--- START Materials provided ---
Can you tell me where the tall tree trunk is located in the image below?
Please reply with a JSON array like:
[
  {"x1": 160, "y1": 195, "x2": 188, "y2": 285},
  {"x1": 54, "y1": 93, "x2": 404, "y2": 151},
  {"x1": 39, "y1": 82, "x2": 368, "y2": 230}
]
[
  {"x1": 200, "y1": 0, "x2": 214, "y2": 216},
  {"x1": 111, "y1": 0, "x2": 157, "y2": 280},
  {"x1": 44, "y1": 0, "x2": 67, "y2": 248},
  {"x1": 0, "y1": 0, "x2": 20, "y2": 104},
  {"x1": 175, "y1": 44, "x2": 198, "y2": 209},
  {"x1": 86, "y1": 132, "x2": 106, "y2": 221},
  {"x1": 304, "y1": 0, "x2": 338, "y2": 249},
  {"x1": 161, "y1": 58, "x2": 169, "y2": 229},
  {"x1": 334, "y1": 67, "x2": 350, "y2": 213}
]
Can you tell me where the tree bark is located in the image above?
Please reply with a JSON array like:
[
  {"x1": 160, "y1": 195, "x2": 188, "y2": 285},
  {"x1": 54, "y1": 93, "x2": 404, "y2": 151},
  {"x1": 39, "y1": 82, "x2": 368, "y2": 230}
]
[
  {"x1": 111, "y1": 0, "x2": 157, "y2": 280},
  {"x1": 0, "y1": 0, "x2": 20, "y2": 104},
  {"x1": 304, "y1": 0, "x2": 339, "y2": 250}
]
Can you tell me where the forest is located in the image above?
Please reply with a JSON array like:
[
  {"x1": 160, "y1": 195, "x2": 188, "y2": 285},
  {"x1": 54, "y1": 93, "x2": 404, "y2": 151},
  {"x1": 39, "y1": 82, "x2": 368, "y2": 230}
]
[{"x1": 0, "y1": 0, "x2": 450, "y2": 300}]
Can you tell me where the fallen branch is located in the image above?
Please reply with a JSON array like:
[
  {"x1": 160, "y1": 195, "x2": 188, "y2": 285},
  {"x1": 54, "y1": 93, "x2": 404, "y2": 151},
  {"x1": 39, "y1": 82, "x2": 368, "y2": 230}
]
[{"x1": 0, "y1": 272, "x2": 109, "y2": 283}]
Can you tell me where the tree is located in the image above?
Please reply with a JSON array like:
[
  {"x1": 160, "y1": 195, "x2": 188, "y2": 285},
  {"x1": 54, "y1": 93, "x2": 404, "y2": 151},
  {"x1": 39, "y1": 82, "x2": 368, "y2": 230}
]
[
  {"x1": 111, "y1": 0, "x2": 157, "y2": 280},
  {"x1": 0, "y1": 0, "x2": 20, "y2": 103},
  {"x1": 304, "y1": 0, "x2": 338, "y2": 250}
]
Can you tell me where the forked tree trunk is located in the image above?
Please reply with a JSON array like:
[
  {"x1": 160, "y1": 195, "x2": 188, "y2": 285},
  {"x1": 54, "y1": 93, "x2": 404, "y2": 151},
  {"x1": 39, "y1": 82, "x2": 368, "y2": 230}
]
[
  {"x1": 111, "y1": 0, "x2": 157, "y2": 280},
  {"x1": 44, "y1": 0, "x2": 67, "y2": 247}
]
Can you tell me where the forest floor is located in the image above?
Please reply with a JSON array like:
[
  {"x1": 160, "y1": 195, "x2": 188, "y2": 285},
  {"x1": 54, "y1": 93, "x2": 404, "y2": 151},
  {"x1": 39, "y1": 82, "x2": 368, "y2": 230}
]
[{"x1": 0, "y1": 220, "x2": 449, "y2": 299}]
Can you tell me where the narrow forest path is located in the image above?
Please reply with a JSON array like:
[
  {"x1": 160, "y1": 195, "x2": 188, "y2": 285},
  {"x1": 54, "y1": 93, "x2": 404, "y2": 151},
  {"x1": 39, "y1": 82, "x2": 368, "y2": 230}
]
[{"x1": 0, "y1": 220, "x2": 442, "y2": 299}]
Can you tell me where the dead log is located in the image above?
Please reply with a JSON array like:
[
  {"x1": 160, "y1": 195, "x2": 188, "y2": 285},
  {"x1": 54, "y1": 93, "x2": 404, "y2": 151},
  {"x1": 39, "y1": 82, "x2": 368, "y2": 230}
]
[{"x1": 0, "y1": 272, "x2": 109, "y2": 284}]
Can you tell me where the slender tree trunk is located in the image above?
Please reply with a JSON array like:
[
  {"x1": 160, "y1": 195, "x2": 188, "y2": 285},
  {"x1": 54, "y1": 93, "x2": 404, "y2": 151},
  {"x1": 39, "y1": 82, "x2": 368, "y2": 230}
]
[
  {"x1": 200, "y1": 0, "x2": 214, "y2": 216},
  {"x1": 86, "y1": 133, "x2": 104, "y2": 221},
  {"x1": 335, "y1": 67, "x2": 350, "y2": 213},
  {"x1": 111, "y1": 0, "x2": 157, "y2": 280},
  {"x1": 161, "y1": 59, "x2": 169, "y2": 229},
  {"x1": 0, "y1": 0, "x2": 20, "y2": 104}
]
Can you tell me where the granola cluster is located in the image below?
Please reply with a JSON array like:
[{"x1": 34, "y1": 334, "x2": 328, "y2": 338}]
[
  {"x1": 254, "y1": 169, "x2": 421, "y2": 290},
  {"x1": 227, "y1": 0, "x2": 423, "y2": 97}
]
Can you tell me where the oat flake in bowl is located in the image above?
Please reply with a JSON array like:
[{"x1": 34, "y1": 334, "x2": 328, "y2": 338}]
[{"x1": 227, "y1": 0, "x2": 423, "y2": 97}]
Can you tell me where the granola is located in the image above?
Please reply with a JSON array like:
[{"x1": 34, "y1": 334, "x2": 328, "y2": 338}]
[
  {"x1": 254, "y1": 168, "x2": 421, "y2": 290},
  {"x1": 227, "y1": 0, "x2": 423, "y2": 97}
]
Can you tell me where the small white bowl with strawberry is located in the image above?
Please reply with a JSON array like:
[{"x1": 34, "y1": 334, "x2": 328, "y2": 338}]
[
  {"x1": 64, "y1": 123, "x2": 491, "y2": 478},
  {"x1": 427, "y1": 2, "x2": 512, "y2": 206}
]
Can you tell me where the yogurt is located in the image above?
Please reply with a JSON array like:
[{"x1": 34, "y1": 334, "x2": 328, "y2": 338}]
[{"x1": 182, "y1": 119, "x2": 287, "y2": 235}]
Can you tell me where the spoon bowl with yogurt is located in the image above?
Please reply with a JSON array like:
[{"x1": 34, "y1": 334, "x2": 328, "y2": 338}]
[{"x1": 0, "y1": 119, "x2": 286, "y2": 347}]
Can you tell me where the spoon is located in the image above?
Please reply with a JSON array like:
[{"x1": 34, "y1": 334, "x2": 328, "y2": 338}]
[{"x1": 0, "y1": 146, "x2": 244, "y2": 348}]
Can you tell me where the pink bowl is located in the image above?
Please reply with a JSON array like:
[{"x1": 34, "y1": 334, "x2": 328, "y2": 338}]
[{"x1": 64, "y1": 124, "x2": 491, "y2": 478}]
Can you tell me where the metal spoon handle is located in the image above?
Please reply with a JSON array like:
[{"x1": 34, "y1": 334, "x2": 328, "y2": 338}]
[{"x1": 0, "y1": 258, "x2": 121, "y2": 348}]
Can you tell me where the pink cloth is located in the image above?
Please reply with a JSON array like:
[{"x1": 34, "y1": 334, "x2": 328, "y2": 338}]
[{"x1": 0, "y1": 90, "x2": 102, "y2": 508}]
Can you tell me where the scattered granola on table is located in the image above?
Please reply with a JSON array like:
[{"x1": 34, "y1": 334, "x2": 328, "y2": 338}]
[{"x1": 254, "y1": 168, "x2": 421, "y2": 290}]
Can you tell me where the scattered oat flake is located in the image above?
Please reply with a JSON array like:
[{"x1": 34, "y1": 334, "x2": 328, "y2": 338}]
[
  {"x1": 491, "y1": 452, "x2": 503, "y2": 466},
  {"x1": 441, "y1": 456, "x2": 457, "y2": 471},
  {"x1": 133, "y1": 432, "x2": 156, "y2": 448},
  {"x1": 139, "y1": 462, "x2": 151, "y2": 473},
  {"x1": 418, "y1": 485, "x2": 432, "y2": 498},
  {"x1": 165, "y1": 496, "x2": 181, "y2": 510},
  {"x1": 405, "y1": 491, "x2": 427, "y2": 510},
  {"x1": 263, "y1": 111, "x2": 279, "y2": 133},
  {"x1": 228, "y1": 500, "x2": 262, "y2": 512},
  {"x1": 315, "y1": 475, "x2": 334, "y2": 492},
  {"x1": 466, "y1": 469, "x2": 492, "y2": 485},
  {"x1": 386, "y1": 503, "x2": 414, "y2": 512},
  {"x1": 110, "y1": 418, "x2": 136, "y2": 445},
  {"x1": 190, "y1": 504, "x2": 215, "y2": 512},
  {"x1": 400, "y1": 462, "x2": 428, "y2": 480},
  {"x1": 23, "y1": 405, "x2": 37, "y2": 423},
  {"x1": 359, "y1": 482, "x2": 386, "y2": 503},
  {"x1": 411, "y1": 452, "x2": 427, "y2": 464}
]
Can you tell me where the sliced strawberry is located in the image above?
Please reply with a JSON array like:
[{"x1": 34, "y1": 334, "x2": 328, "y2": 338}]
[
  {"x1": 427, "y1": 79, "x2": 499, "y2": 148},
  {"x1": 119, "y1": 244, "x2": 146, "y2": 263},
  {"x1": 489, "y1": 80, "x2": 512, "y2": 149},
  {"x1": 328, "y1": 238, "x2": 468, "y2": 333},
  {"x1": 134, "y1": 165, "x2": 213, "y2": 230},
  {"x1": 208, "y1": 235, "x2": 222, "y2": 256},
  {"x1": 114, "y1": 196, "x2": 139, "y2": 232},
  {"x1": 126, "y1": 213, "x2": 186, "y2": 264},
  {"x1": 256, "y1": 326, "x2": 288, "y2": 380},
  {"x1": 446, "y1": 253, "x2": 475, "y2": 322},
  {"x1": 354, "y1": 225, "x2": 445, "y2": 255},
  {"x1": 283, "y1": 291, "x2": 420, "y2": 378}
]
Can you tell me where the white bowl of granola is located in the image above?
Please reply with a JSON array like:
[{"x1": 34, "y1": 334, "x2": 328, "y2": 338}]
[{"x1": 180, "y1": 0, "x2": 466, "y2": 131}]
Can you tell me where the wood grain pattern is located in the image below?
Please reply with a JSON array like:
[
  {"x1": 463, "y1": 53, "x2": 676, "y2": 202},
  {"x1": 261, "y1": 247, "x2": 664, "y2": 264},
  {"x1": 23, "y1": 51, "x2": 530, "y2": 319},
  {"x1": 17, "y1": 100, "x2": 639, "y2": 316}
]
--- END Materials provided ---
→ Problem to solve
Quote everything from the line containing "Can you tell me where the wood" down to the final line of the items, both of those lines included.

→ Answer for this exercise
Can you tell me where the wood grain pattern is located in the image below?
Please reply with a JSON array like:
[
  {"x1": 463, "y1": 53, "x2": 676, "y2": 202},
  {"x1": 261, "y1": 247, "x2": 664, "y2": 264},
  {"x1": 23, "y1": 51, "x2": 530, "y2": 319},
  {"x1": 17, "y1": 100, "x2": 639, "y2": 316}
]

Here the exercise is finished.